## Task brief
Retype the material word for word.

---------- Data lines ----------

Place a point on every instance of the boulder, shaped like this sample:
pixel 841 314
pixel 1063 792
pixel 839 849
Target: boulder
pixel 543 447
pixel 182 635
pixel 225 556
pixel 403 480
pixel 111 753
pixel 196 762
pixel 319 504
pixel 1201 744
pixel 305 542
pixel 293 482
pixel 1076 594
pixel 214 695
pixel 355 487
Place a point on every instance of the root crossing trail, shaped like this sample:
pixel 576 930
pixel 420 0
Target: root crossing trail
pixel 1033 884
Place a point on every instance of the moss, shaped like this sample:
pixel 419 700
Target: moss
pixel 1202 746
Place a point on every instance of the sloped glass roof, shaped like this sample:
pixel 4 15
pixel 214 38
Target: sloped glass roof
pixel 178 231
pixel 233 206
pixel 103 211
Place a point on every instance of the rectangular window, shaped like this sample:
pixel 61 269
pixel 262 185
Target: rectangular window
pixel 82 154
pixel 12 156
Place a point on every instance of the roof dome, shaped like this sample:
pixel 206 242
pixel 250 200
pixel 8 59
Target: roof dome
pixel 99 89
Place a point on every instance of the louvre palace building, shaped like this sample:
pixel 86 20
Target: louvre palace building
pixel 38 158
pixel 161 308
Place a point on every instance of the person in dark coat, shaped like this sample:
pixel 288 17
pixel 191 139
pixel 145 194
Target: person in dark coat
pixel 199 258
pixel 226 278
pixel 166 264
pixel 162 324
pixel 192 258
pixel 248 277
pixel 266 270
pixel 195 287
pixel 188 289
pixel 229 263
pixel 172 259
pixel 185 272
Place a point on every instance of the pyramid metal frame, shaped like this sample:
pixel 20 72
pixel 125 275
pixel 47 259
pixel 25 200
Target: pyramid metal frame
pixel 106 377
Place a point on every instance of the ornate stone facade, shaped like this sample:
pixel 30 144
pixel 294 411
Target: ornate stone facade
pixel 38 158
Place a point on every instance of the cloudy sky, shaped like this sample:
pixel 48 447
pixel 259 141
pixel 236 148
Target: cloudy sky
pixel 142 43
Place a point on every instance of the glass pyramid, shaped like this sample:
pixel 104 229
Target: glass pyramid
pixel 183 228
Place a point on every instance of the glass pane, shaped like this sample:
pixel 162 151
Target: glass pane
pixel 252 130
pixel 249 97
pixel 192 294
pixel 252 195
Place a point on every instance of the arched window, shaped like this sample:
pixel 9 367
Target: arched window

----------

## Output
Place a point on every instance of the boulder, shaped like this sample:
pixel 841 314
pixel 1063 792
pixel 839 849
Target: boulder
pixel 543 447
pixel 182 635
pixel 225 556
pixel 403 480
pixel 111 753
pixel 196 762
pixel 319 504
pixel 1201 744
pixel 305 542
pixel 293 482
pixel 1076 594
pixel 214 695
pixel 355 487
Place a point on every instance of the root crossing trail, shaped like this sample:
pixel 576 930
pixel 420 0
Target: root crossing trail
pixel 1033 884
Place a point on every instance of the moss, shaped like this sample:
pixel 419 700
Target: moss
pixel 1202 746
Place a point on every instance of the sloped glass roof, shaped like this sample:
pixel 4 15
pixel 214 38
Target: sloped glass roof
pixel 178 231
pixel 233 206
pixel 103 211
Place a point on every instance of the rectangular window, shaped like this sample:
pixel 61 269
pixel 262 185
Target: rectangular window
pixel 82 154
pixel 12 156
Place a point on every instance of the roof dome, shaped like this sample:
pixel 206 242
pixel 250 200
pixel 8 59
Target: roof dome
pixel 99 89
Place a point on every instance of the louvre palace building, shaped like this sample:
pixel 86 20
Target: louvre palace building
pixel 38 158
pixel 161 308
Place a point on every instance of the person in dark coat, shaped like this sample:
pixel 288 17
pixel 191 139
pixel 145 194
Target: person in dark coat
pixel 199 258
pixel 226 278
pixel 166 264
pixel 162 324
pixel 192 258
pixel 248 277
pixel 266 270
pixel 195 287
pixel 188 289
pixel 229 263
pixel 172 259
pixel 185 272
Place a point on every instance of the pyramid metal frame, shaped like this sample:
pixel 20 72
pixel 125 275
pixel 47 259
pixel 25 200
Target: pyramid metal frame
pixel 106 377
Place a point on every instance of the ornate stone facade, shaped like this sample:
pixel 30 144
pixel 294 411
Target: ornate stone facade
pixel 38 158
Place a point on every instance of the cloudy sky, shaped like this sample:
pixel 48 447
pixel 259 141
pixel 236 148
Target: cloudy sky
pixel 142 43
Place a point on every instance of the glass pyramid, shaped like this sample:
pixel 104 229
Target: glass pyramid
pixel 183 228
Place a point on every instance of the glass pane, shaped like this sample:
pixel 162 151
Target: glass pane
pixel 252 130
pixel 249 97
pixel 192 294
pixel 252 195
Place a point on every instance of the arched window, shaped like this sample:
pixel 9 367
Target: arched window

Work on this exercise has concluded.